▶ **TEXTO MOSTRADO**
POR MARTIN TETAZ* Twitter @martintetaz
Si algo impresiona al circunstancial transeúnte que disfruta del turismo en algún país europeo o en el propio Estados Unidos, es el espectacular parque automotor que circula por las venas de sus grandes ciudades.
No hablemos ya de la alta probabilidad de cruzarse con una Ferrari, o ver un Rolls Royce, sino de la certeza de que el auto más humilde es de los que acá llamamos “de alta gama”.
El asombro se combina con una cuota de indignación cuando el turista se entera de que cualquiera de esos autos puede conseguirse allá con un anticipo de 2.000 dólares y cómodas cuotas de 300 unidades de la moneda norteamericana.
No se comprende muy bien entonces, por qué razón en países que pagan altos salarios en dólares (o euros) a los trabajadores automotrices, logran producirse autos a la mitad de precio que en Argentina, y financiados a un bajísimo interés.
Probablemente sea culpa de la baja productividad que en comparación tienen nuestros trabajadores, o de los altísimos impuestos con que nuestro Gobierno busca “penalizar” la compra de rodados.
Como quiera que sea, lo cierto es que lejos de amedrentarse, los argentinos parecen tener devoción por comprar autos, incluso cuando tengan que pagar fortunas para acceder a ellos, postergando por ejemplo el sueño del acceso a la casa propia.
PATRONES DE CONSUMO
La obsesión en parte se debe a que, como ya notara el brillante economista Raúl Prebisch hace más de 50 años, los habitantes de las naciones subdesarrolladas sistemáticamente buscan copiar los patrones de consumo de los países centrales, fenómeno que se refuerza en el contexto de la actual globalización y que permite explicar el récord de 860.000 cero kilómetro patentados en 2011.
La tendencia por supuesto se refuerza con el crecimiento económico y el paradójico deterioro del sistema de transporte público de pasajeros.
A título ilustrativo, piense el lector que, según un informe reciente de la Corporación Andina de Fomento (CAF), en los últimos 35 años la cantidad de personas transportadas en el área metropolitana del Gran Buenos Aires (AMBA) pasó de 17,4 a 26,3 millones de pasajeros, pero mientras que otrora 15,4% de esos viajes eran efectuados en automóviles particulares, para 2007 ese porcentaje había subido 41,9% y proyectando la tendencia, en 2013 la mitad de los viajes se harán en ese medio de transporte. El colectivo, en cambio, de representar 54,3% de los viajes en los ‘70, pasó a significar tan sólo el 31,3 en el 2007.
Obviamente, buena parte de la explicación del abandono relativo del transporte público por parte de la gente tiene que ver con la pésima calidad y escasa seguridad del servicio.

▶ **INFORMACIÓN MOSTRADA**
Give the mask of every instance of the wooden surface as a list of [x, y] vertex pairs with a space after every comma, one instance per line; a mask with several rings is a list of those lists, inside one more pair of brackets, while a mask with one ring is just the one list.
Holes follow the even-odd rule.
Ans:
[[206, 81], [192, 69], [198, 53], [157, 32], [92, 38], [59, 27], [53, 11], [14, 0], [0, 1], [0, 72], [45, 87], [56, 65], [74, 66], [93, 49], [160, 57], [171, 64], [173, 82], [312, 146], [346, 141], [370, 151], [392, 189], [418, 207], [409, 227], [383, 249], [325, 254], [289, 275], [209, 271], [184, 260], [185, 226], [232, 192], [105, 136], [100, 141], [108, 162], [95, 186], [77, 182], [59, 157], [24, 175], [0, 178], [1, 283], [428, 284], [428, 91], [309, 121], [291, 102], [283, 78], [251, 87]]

▶ **LISTA DE TAREAS**
**A.** Responda estas preguntas sobre el artículo acerca del consumo de autos en Argentina:
(i) ¿Cuántos cero kilómetro se patentaron en 2011?
(ii) ¿Qué organismo elaboró el informe sobre el transporte en el área metropolitana del Gran Buenos Aires?
(iii) ¿Qué porcentaje de los viajes se hacía en colectivo en 2007?
**B.** Por favor, retome el artículo sobre el consumo de autos en Argentina y continúelo a partir de su última oración.
Los datos no intervienen en esto.

▶ **RESPUESTAS POR TAREA**
**A.**
(i) 860.000.
(ii) La Corporación Andina de Fomento (CAF).
(iii) El 31,3%.

**B.**
Aunque puede pensarse que el problema no tiene solución (porque adecuar el transporte público y la infraestructura de calles y autopistas requiere una inversión faraónica), lo cierto es que la economía del comportamiento puede aportar soluciones ingeniosas, efectivas y de bajo presupuesto.
TRANSPORTE Y FELICIDAD
Resulta que Daniel Kahneman, un psicólogo, Premio Nobel de Economía en 2002, ha demostrado que la felicidad depende no de la duración sino de la intensidad de los estímulos.
Además, Amalia Polydoropoulou, de la griega University of the Aegean y colegas, publicaron una investigación donde muestran que la felicidad experimentada y pronosticada es la clave en la elección de modos de transporte.
El publicista Rory Sutherland lo ejemplificó de manera brillante en su última Conferencia TED, cuando explicó que por mucho menos dinero que el que se necesita para modernizar un tren y bajar en 15 minutos la duración de un viaje, podría pagársele a un ejército de top models para que desfilaran por los pasillos de la formación deleitando a los viajeros y mejorando tanto la calidad de la experiencia que probablemente estén dispuestos a pagar extra por el viaje, si el gobierno es capaz de prometerles que durará 15 minutos más y no menos.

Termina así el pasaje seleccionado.